Description of the task: Pick out every line of the listing below that contains the string "white", and copy each such line. Case counts.
[start of Dataset entries]
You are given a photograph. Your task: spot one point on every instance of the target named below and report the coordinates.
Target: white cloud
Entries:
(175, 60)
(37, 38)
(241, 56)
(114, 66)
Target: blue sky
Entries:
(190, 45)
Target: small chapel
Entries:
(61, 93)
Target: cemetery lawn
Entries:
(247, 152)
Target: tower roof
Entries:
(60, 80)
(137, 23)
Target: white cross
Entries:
[end of Dataset entries]
[start of Dataset entries]
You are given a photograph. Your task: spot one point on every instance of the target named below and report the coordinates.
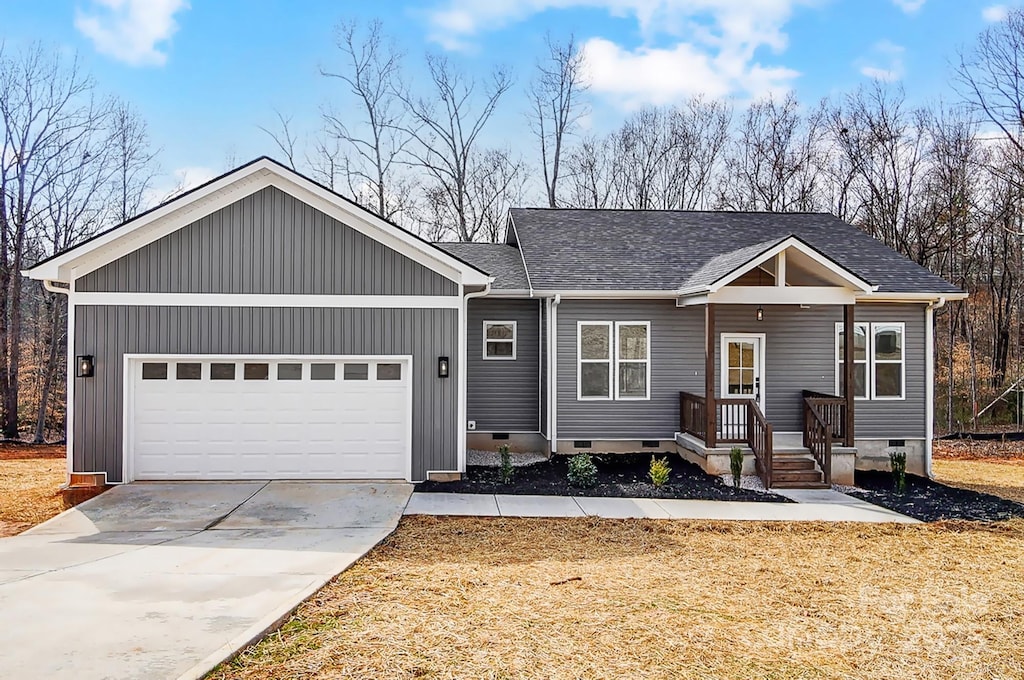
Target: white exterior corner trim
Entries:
[end of Dataset entries]
Result of the exercise:
Target: white cloud
Target: white cross
Target: white exterior corner trim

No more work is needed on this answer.